Passage provided:
↓

Patterns of regional lymph node metastasis predict postoperative overall survival and disease-free survival in locally advanced esophageal squamous cell carcinoma

Introduction

Esophageal cancer (EC) is the sixth leading cause of cancer-related death in the world (1). In China, the predominant type of EC is esophageal squamous cell carcinoma (ESCC) (2). Despite advances in therapeutic strategies, the prognosis of EC remained poor (3). Surgery is the primary mainstream treatment modality for locally advanced ESCC. However, postoperative locoregional recurrences and distant metastasis remains a considerably heavy tumor burden, which results in dismal overall survival (OS) (4,5)and quality of life (6).

Postoperative positive lymph node number is of great significance in predicting OS of ESCC patients (7). Moreover, the total number of resected lymph nodes (TLNs), representative of the extent of lymphadenectomy, was also shown to be an important prognosticator for surgically resected ESCC (8). The researchers further integrated these two nodal characteristics by calculating the ratio of number of metastatic nodes to the number of resected nodes and named it positive lymph node ratio (PLNR) (9-11). Previous studies have explored the prognostic significance of PLNR in EC (12-14). In addition, the distribution of metastatic lymph nodes may be associated with the various biological features of the primary tumor (15). Differences in the location of metastatic lymph nodes were also reported as a prognostic factor for ESCC (16). However, there is currently limited research dedicated to examining the impact of lymph node-related characteristics on locally advanced ESCC.

The current study set out to investigate the association between the lymph node-related characteristics and prognosis of locally advanced ESCC patients. In addition, we attempted to depict the patterns of regional lymph node metastasis and investigate their predictive ability in assessing postoperative recurrence and distant metastasis. We present this article in accordance with the STROBE reporting checklist (available at https://jgo.amegroups.com/article/view/10.21037/jgo-23-976/rc).

Methods

Study design and patient characteristics

This study was a single-center, retrospective study. A prospectively maintained database of patients with locally advanced ESCC who underwent esophagectomy between January 2010 and November 2019 at the Department of Thoracic Surgery, The First Affiliated Hospital of Shantou University Medical College was reviewed. The patients were enrolled according to the following criteria: (I) pathologically confirmation of ESCC and underwent esophagectomy; (II) ESCC was the primary malignancy; (III) complete and retrievable clinical records. Patients with esophageal adenocarcinoma/adenosquamous carcinoma, M1 disease before surgery, and incomplete medical records which hamper the statistical analyzes were excluded. A flowchart of the study design is shown in Figure 1. The study protocol was approved by the ethics committee of The First Affiliated Hospital of Shantou University Medical College (KY-No.2020-094). The study was conducted in accordance with the Declaration of Helsinki (as revised in 2013). As a retrospective study, the need for informed consent was waived by the institutional review board.

↑

Entries supplied:

↓

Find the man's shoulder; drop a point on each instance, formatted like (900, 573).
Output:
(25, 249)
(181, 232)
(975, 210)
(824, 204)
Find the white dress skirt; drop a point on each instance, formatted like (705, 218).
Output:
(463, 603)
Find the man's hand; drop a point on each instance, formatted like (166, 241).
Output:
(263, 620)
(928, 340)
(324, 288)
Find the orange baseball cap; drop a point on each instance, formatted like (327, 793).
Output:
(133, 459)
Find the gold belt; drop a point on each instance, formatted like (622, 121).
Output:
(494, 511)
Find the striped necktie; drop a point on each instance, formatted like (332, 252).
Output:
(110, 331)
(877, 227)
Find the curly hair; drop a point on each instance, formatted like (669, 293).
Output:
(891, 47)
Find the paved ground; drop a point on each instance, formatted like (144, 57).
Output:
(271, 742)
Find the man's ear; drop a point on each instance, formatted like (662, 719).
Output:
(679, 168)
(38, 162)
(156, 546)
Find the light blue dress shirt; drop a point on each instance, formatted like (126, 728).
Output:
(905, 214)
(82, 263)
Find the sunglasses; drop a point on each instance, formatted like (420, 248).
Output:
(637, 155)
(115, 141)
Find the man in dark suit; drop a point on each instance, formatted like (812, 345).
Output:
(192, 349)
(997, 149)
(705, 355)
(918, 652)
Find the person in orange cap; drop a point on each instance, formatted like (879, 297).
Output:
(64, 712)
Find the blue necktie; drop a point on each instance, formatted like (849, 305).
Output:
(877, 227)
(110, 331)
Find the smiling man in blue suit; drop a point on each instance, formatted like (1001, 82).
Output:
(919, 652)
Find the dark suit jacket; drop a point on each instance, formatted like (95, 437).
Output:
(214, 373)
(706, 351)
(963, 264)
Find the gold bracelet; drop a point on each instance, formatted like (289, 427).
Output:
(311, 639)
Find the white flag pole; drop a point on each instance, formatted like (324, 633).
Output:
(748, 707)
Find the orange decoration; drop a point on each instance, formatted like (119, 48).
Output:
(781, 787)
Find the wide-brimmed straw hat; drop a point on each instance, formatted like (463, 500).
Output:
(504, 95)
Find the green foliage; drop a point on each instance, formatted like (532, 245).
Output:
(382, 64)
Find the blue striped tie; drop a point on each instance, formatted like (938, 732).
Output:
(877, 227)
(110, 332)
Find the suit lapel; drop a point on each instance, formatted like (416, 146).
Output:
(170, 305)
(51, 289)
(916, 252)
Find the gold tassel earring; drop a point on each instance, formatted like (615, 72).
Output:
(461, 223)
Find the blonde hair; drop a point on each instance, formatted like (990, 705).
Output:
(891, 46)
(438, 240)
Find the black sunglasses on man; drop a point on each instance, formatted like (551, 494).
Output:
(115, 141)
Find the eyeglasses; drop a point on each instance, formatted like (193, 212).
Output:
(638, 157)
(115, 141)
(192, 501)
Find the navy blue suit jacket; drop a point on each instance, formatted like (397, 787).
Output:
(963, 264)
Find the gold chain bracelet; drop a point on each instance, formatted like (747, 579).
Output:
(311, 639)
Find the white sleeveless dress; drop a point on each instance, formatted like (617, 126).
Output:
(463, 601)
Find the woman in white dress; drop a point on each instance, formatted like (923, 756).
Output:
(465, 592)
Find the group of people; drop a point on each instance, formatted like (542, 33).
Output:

↑

Activity list:
1/ Decide whether each statement agrees with the passage on lymph node metastasis in esophageal squamous cell carcinoma. For each, answer yes or no and quote the words from the passage that decide it.
(a) The study drew its patients from more than one center.
(b) Patients with M1 disease before surgery were left out of the study.
(c) The institutional review board waived the need for informed consent.
2/ According to the passage on lymph node metastasis in esophageal squamous cell carcinoma, between which dates did the reviewed patients undergo esophagectomy?
3/ Return the part of the passage on lymph node metastasis in esophageal squamous cell carcinoma from "Esophageal cancer (EC)" to "of life (6).".

Answers below:
1/
(a) No: "This study was a single-center, retrospective study."
(b) Yes: "Patients with esophageal adenocarcinoma/adenosquamous carcinoma, M1 disease before surgery, and incomplete medical records which hamper the statistical analyzes were excluded."
(c) Yes: "the need for informed consent was waived by the institutional review board."

2/ Between January 2010 and November 2019.

3/
Esophageal cancer (EC) is the sixth leading cause of cancer-related death in the world (1). In China, the predominant type of EC is esophageal squamous cell carcinoma (ESCC) (2). Despite advances in therapeutic strategies, the prognosis of EC remained poor (3). Surgery is the primary mainstream treatment modality for locally advanced ESCC. However, postoperative locoregional recurrences and distant metastasis remains a considerably heavy tumor burden, which results in dismal overall survival (OS) (4,5)and quality of life (6).